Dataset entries
Start of Block

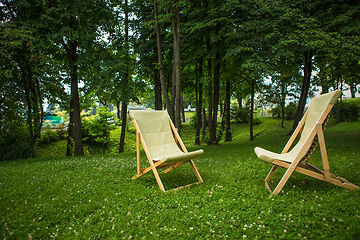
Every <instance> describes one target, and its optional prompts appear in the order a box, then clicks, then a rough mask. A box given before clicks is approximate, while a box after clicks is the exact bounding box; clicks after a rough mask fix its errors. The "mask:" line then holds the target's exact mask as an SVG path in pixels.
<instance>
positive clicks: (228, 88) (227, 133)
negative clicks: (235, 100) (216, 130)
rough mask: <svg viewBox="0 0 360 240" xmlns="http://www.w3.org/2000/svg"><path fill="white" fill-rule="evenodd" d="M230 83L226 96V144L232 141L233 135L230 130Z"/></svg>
mask: <svg viewBox="0 0 360 240" xmlns="http://www.w3.org/2000/svg"><path fill="white" fill-rule="evenodd" d="M230 90H231V85H230V81H229V80H227V81H226V96H225V109H226V111H225V118H226V120H225V142H230V141H232V135H231V130H230Z"/></svg>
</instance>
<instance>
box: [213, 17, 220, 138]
mask: <svg viewBox="0 0 360 240" xmlns="http://www.w3.org/2000/svg"><path fill="white" fill-rule="evenodd" d="M219 31H220V24H219V23H218V24H216V27H215V35H216V36H217V35H218V33H219ZM219 45H220V42H219V41H218V42H216V46H217V48H219V47H220V46H219ZM220 57H221V56H220V52H217V53H216V54H215V63H216V65H215V71H214V105H213V114H214V115H213V128H214V130H213V131H214V136H216V130H217V115H218V108H219V93H220V67H221V64H220ZM215 141H216V143H218V142H219V141H220V139H219V138H216V140H215Z"/></svg>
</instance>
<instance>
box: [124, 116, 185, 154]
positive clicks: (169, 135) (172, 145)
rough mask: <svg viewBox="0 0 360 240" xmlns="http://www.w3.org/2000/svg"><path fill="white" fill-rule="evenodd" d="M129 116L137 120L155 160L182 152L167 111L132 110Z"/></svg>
mask: <svg viewBox="0 0 360 240" xmlns="http://www.w3.org/2000/svg"><path fill="white" fill-rule="evenodd" d="M129 114H130V116H131V117H132V118H134V119H135V121H136V123H137V125H138V127H139V130H140V132H141V134H142V137H143V139H144V142H145V145H146V147H147V149H148V151H149V153H150V155H151V157H152V158H153V159H158V157H159V156H167V155H172V154H176V153H179V152H181V150H180V149H179V147H178V146H177V144H176V142H175V139H174V136H173V133H172V131H171V128H170V122H169V120H170V117H169V114H168V113H167V111H166V110H165V111H163V110H155V111H144V110H132V111H130V113H129Z"/></svg>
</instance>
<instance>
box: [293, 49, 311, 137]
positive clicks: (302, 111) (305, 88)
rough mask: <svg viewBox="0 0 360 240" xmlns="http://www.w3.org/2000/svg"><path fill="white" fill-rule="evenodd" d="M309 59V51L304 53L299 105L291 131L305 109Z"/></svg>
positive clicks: (307, 94) (297, 123)
mask: <svg viewBox="0 0 360 240" xmlns="http://www.w3.org/2000/svg"><path fill="white" fill-rule="evenodd" d="M311 59H312V54H311V53H309V54H306V55H305V62H304V78H303V84H302V88H301V94H300V100H299V105H298V107H297V110H296V114H295V119H294V123H293V128H292V131H291V133H292V132H294V131H295V129H296V127H297V125H298V123H299V121H300V120H301V117H302V115H303V112H304V109H305V104H306V98H307V95H308V91H309V87H310V80H311V67H312V61H311Z"/></svg>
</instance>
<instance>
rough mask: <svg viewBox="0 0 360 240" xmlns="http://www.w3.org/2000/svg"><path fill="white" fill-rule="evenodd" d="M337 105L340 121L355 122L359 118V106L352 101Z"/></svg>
mask: <svg viewBox="0 0 360 240" xmlns="http://www.w3.org/2000/svg"><path fill="white" fill-rule="evenodd" d="M338 107H339V120H340V122H355V121H357V120H358V118H359V107H358V106H357V105H356V104H354V103H347V102H343V103H342V104H341V105H340V104H339V105H338ZM333 112H334V113H333V114H332V115H333V116H335V117H336V107H334V108H333Z"/></svg>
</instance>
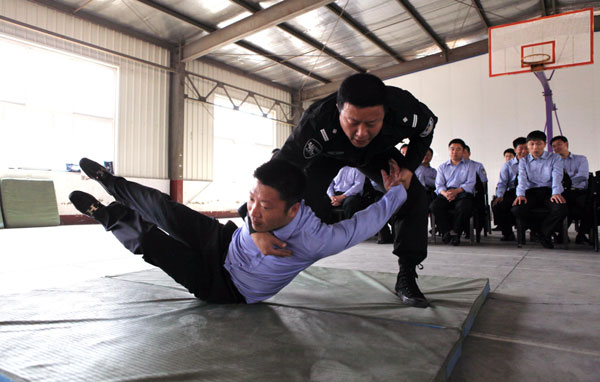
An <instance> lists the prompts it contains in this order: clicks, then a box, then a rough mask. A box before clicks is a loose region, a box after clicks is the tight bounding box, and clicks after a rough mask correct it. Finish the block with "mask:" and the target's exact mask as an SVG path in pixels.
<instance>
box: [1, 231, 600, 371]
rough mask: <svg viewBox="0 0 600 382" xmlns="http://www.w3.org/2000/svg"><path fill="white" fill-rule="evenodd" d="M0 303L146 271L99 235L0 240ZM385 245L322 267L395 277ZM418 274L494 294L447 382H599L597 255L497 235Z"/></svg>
mask: <svg viewBox="0 0 600 382" xmlns="http://www.w3.org/2000/svg"><path fill="white" fill-rule="evenodd" d="M0 243H1V248H2V250H1V251H0V264H2V266H1V267H0V294H2V293H11V292H16V291H21V292H22V291H26V290H28V289H39V288H49V287H59V286H63V285H68V284H72V283H77V282H80V281H83V280H88V279H94V278H98V277H102V276H105V275H115V274H122V273H128V272H133V271H137V270H142V269H148V268H151V266H150V265H148V264H146V263H145V262H143V261H142V260H141V259H140V258H139V257H137V256H134V255H131V254H130V253H129V252H128V251H126V250H125V249H124V248H123V247H121V245H120V244H119V243H118V242H117V241H116V240H115V239H113V238H112V235H111V234H110V233H107V232H104V230H103V229H102V227H100V226H99V225H85V226H68V227H50V228H27V229H4V230H0ZM391 248H392V246H391V245H377V244H375V242H374V241H366V242H364V243H362V244H360V245H358V246H356V247H354V248H351V249H349V250H347V251H345V252H344V253H342V254H340V255H337V256H333V257H330V258H328V259H325V260H323V261H321V262H319V263H318V264H317V265H319V266H327V267H335V268H348V269H360V270H370V271H382V272H395V271H396V270H397V263H396V258H395V257H394V256H393V255H391ZM423 265H424V267H425V268H424V269H423V270H422V271H421V273H422V274H428V275H443V276H458V277H472V278H488V279H489V280H490V286H491V291H492V292H491V293H490V295H489V297H488V299H487V301H486V303H485V304H484V306H483V308H482V310H481V311H480V313H479V315H478V317H477V320H476V321H475V325H474V326H473V329H472V331H471V333H470V334H469V336H468V337H467V339H466V340H465V342H464V345H463V353H462V357H461V359H460V361H459V362H458V364H457V366H456V368H455V370H454V372H453V374H452V376H451V378H450V381H455V382H456V381H486V382H496V381H498V382H500V381H502V382H504V381H561V382H562V381H598V380H600V379H599V377H598V376H599V375H600V293H598V291H599V289H600V254H599V253H596V252H594V251H593V250H592V248H591V247H590V246H583V245H575V244H572V245H571V246H570V249H569V250H568V251H565V250H562V249H554V250H546V249H543V248H542V247H541V246H540V245H539V244H536V243H533V244H528V245H526V246H525V247H523V248H521V249H519V248H517V247H516V244H514V243H510V244H508V243H502V242H500V241H499V237H498V235H497V234H494V235H492V237H488V238H483V241H482V243H481V244H479V245H475V246H473V247H471V246H469V245H466V244H465V245H462V246H460V247H458V248H457V247H452V246H447V245H443V244H441V243H440V242H439V241H438V244H431V245H430V247H429V256H428V258H427V260H426V261H425V262H424V263H423Z"/></svg>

End of Block

## Assignment:
In the entries above, find the line holding "box: [124, 116, 185, 154]" and the line holding "59V51L304 53L299 105L291"; print both of them and every line between, exactly, and nothing else.

## Solution for this exercise:
box: [124, 116, 185, 154]
positive clicks: (169, 135) (172, 145)
rough mask: <svg viewBox="0 0 360 240" xmlns="http://www.w3.org/2000/svg"><path fill="white" fill-rule="evenodd" d="M129 116L137 120L155 160L182 152L167 111L132 110Z"/></svg>
mask: <svg viewBox="0 0 360 240" xmlns="http://www.w3.org/2000/svg"><path fill="white" fill-rule="evenodd" d="M129 114H130V116H131V117H132V118H134V119H135V121H136V123H137V125H138V127H139V130H140V132H141V134H142V137H143V139H144V142H145V145H146V147H147V149H148V151H149V153H150V155H151V157H152V158H153V159H158V157H159V156H167V155H172V154H176V153H179V152H181V150H180V149H179V147H178V146H177V144H176V142H175V139H174V136H173V133H172V131H171V128H170V122H169V120H170V117H169V114H168V113H167V111H166V110H165V111H163V110H155V111H144V110H132V111H130V113H129Z"/></svg>
</instance>
<instance>
box: [293, 49, 311, 137]
positive clicks: (302, 111) (305, 88)
rough mask: <svg viewBox="0 0 360 240" xmlns="http://www.w3.org/2000/svg"><path fill="white" fill-rule="evenodd" d="M309 59V51L304 53L299 105L291 131L305 109Z"/></svg>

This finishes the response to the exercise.